## Exercise task 1
In the passage on belief and doubt, what word do Muslims use for religion?

## Text section

In this way contradictory beliefs accumulate within you—they suck your life, drink your blood. So many opposing voices gather within that you can no longer discern which voice is of the soul, which of the Divine. And such things are said that, if you reflect even a little, you will be astonished. People are told, “Be honest,” and at the same time, “Be honest and trust in God.” Consider the contradiction: be honest—and trust! If you are honest, you cannot trust, because to trust before experience is a kind of dishonesty. Only when there is experience will there be trust; how can there be trust before that? If a man is honest, he will be an atheist—that alone is possible—because he will say, “I do not know God—how can I believe?” And if he believes in God, he cannot be honest. And notice: the very word iman (faith) has become synonymous with religion—Muslims call religion “iman.” Religion has come to mean belief.

An honest man cannot believe; only a dishonest man can. An honest man will raise questions—thousands of them—hard questions; questions for which no answers can be given; questions no scripture can resolve. Such a person will certainly be disliked—neither parents nor teachers nor leaders nor priests and mullahs will like him. Who likes a questioner? He exposes your ignorance. His questions scrape off the veneer of knowledge you have plastered on yourself and bring your inner ignorance out. He stands on your chest and asks, “Truly, have you known God? Truly known?” He makes you nervous, scares you. You cannot say “yes” with confidence. Even in your “yes” there is fear. You have not known; you have only believed.

Those who question and doubt are not liked. People want you to believe; accept what they say. If you believe them, it bolsters their sense of knowing. When they see many believing them, they feel, “We must be right—otherwise why would so many believe?” This is a great net, a great conspiracy. To prop up one’s ego, one must drag many people into untruth. My way is entirely different. I hold that doubt is born with man; therefore doubt is God’s grace, His gift. If you use doubt rightly, a wondrous faith will be born one day. Then no doubt will ever arise—nor can it. And only such faith is liberating, in which doubt is impossible.
Second question:
Osho, the moment I heard someone talk of shooting you the other day, I kept crying. I have never cried in my life even over anyone’s death! Now I tremble just hearing talk of your death. Why? Please explain.

## Exercise task 2
Reproduce the rows verbatim, starting with the line that contains "Readme: the locator spots each instance of the woman in" and continuing through the final row.

## Entries
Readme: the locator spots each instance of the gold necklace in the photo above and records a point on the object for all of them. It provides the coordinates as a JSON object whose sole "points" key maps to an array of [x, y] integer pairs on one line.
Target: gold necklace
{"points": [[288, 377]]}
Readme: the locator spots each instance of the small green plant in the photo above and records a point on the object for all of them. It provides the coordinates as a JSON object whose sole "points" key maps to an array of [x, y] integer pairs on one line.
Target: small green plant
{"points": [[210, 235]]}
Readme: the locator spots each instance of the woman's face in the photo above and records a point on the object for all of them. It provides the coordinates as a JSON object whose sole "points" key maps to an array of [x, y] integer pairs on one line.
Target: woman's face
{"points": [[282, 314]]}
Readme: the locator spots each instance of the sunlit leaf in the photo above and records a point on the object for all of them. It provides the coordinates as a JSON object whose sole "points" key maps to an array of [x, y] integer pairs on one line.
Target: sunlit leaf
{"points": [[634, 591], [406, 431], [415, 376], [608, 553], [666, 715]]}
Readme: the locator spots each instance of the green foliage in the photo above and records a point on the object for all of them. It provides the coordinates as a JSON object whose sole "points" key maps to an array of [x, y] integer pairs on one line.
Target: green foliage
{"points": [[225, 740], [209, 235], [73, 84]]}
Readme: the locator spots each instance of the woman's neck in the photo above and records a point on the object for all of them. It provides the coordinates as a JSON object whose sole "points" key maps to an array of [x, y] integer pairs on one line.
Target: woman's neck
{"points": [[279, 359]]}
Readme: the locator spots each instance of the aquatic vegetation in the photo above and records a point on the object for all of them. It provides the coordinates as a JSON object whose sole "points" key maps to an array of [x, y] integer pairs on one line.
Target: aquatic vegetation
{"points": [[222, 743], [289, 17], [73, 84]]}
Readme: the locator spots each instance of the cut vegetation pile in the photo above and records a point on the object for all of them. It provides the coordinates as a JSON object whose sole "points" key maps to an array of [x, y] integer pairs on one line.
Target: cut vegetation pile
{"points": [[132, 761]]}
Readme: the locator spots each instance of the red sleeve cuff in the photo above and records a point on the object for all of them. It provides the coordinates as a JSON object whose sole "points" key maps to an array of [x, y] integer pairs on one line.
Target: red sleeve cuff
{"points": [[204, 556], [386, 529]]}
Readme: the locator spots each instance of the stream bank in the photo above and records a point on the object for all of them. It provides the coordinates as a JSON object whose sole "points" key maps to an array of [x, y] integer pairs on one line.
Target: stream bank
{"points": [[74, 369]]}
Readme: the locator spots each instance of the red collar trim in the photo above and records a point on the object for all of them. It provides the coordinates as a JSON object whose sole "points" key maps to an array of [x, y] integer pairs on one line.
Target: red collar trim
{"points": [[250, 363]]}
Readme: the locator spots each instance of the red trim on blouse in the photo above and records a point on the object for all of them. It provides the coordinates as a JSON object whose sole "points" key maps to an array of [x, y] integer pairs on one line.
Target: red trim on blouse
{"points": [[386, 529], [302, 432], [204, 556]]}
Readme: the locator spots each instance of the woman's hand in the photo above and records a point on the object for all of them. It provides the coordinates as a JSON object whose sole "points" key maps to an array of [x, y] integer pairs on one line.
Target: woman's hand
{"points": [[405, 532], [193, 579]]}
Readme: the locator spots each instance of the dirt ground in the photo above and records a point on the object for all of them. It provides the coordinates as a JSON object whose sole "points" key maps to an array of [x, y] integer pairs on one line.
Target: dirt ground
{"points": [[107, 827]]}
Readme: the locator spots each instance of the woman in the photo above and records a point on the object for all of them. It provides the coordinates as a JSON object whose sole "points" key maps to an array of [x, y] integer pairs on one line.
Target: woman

## Written response 1
Iman.

## Written response 2
Readme: the locator spots each instance of the woman in the photo above and records a point on the object for all of them. It provides the coordinates as a JSON object whose sole "points" key maps to an array of [x, y] integer pairs on one line.
Target: woman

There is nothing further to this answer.